■ **Written problem**: Count the lines in the records below that contain the string "dark" with case treated as significant, and give only the number.
# start of Material
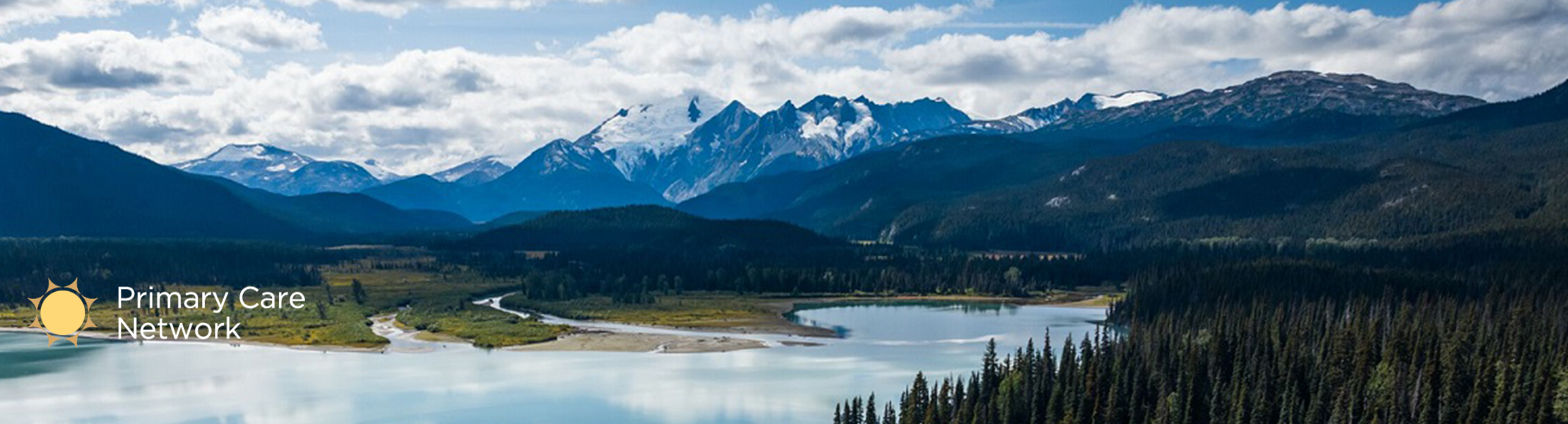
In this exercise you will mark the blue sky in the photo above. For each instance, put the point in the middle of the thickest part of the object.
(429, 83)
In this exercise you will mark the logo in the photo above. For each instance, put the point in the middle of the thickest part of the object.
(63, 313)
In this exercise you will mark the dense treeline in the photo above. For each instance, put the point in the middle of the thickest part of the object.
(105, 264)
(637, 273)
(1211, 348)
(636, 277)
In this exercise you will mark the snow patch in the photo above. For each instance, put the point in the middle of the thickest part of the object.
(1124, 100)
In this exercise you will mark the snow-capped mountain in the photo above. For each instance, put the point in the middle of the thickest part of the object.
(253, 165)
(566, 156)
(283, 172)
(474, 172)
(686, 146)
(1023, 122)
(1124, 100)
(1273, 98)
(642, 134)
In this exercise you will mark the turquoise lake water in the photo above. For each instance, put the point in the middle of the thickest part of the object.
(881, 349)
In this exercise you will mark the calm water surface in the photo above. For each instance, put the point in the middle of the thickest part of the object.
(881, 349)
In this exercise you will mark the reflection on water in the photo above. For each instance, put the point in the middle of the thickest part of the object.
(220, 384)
# end of Material
# start of Material
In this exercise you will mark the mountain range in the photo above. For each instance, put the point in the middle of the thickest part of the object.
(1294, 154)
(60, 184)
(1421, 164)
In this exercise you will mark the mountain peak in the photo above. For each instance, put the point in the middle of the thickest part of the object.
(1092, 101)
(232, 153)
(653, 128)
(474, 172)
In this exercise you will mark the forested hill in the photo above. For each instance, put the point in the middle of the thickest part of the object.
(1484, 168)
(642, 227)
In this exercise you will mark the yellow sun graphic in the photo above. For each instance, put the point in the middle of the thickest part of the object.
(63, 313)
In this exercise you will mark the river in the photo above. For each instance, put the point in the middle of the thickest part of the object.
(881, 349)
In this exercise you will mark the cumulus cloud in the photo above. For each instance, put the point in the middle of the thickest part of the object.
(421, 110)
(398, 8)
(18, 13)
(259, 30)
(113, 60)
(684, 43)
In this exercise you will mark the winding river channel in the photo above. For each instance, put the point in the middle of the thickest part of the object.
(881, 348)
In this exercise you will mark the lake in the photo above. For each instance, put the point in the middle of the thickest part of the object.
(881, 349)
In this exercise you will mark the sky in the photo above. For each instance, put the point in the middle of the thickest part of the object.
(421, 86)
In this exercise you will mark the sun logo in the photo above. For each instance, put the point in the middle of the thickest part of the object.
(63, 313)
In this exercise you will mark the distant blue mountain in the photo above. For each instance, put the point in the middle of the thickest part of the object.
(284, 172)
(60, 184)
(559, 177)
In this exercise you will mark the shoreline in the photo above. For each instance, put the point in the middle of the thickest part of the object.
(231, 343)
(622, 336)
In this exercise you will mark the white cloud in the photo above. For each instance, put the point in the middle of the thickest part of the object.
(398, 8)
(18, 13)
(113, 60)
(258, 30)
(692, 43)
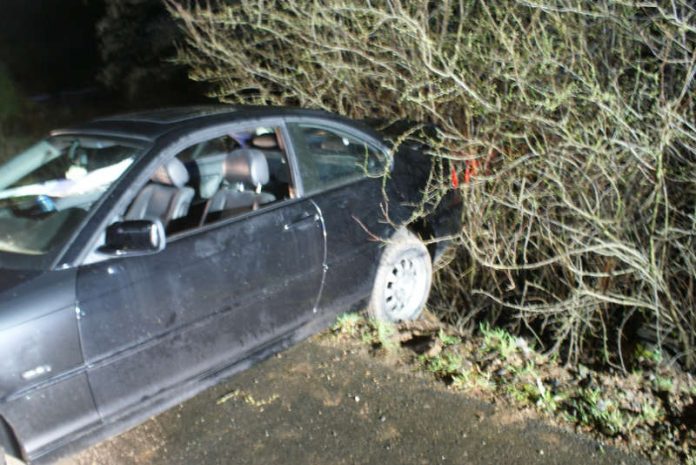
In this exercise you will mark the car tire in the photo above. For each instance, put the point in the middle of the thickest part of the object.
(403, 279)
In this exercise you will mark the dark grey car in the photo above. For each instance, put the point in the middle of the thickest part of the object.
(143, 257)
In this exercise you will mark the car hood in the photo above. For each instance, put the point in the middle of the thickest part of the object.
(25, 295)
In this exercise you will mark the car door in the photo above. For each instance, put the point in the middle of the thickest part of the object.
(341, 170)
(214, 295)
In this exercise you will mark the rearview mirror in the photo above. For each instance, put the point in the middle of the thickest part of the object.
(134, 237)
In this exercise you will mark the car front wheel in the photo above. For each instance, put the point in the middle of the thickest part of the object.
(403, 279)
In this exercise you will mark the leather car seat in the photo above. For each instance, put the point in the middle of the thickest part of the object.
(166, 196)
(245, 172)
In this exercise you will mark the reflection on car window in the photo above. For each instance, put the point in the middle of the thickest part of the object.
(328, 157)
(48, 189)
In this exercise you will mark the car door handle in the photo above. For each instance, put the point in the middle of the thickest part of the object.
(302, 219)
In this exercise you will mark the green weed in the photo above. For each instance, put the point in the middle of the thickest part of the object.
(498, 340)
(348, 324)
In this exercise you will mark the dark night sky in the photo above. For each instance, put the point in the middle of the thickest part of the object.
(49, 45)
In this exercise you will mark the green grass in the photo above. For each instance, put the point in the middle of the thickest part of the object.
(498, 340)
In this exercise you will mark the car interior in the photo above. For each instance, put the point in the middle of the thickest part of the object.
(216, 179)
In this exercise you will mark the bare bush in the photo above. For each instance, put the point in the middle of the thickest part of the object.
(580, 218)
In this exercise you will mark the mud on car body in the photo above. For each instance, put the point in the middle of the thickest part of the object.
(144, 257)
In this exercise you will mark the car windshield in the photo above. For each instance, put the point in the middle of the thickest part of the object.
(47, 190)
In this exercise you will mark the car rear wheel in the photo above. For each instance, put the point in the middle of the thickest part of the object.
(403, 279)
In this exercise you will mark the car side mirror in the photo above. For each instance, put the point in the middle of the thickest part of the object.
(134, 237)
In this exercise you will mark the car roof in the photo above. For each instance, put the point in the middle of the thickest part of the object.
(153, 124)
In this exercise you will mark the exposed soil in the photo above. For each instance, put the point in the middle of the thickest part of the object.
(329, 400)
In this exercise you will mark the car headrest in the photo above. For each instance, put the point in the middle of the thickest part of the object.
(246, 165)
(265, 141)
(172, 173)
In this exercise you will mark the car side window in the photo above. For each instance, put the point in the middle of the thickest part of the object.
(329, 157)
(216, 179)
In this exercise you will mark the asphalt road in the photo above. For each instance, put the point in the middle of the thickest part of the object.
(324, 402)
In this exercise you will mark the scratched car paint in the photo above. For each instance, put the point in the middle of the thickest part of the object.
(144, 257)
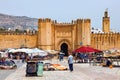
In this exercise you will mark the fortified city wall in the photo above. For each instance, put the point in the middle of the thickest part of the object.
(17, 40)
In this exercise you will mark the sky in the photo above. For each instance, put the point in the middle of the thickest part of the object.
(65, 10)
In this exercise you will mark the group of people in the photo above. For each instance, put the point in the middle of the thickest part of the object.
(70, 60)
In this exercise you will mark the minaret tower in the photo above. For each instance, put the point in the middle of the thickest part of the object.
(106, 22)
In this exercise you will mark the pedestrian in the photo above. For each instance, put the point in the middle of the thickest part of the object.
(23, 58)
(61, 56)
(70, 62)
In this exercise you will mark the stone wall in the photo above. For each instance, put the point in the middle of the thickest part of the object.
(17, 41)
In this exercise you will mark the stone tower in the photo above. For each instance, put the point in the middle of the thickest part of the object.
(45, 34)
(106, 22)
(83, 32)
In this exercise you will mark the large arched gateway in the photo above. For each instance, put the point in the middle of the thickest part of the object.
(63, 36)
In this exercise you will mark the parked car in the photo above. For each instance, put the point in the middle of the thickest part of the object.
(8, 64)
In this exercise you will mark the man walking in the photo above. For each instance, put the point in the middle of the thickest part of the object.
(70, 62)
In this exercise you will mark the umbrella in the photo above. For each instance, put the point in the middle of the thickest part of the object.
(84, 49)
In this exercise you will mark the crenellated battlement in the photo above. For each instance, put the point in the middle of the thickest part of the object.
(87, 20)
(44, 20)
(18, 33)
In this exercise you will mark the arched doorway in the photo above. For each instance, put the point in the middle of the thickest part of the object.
# end of Material
# start of Material
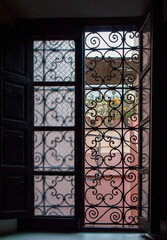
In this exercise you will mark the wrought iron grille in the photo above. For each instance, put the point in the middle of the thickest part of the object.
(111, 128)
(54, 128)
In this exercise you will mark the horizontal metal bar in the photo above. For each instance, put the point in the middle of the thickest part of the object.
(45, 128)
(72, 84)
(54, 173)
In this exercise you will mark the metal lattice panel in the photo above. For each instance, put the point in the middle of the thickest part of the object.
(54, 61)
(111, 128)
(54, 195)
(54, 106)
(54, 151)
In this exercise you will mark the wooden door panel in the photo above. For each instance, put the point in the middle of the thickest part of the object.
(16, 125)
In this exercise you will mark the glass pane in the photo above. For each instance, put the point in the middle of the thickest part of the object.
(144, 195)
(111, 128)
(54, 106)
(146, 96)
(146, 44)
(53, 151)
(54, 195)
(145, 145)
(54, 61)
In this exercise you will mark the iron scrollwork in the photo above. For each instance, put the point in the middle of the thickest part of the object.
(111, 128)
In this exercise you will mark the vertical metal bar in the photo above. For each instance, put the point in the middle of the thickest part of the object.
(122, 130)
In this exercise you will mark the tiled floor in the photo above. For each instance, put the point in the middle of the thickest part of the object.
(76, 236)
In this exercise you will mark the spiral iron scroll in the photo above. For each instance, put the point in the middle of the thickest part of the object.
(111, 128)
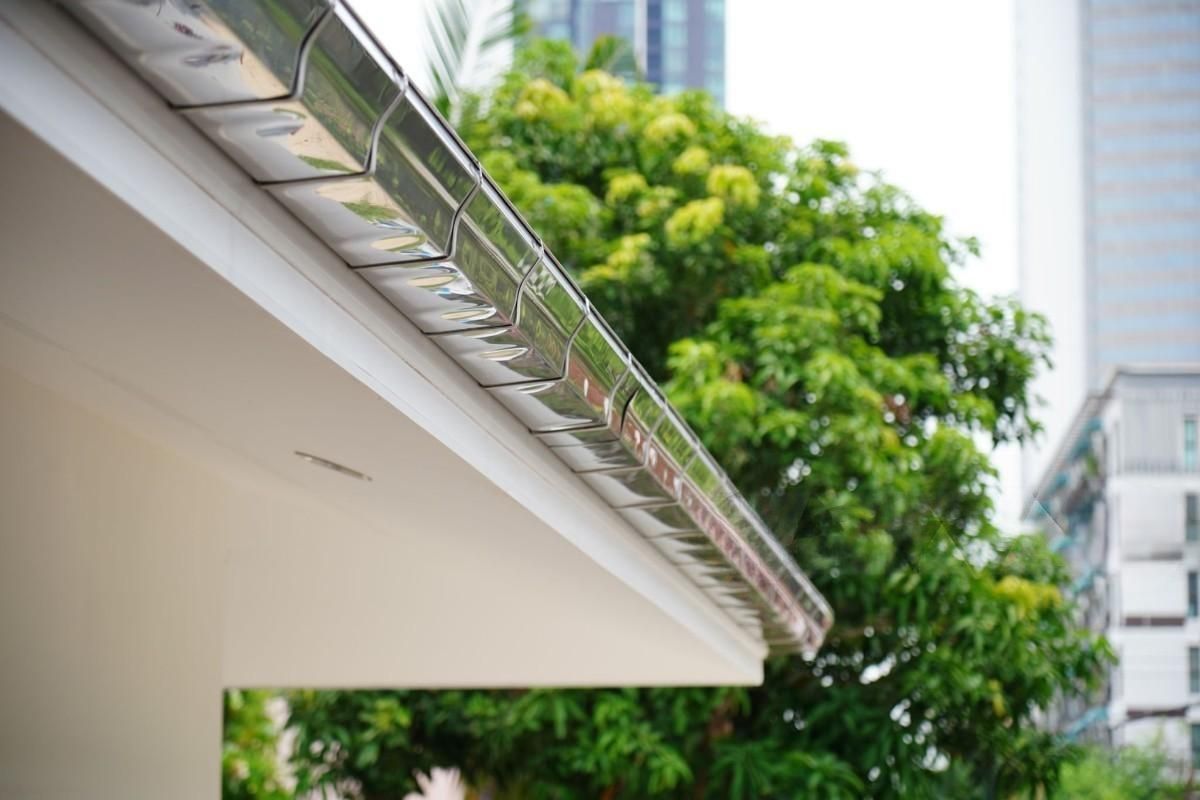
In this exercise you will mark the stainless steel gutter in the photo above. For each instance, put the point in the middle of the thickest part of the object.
# end of Material
■ **Written answer**: 2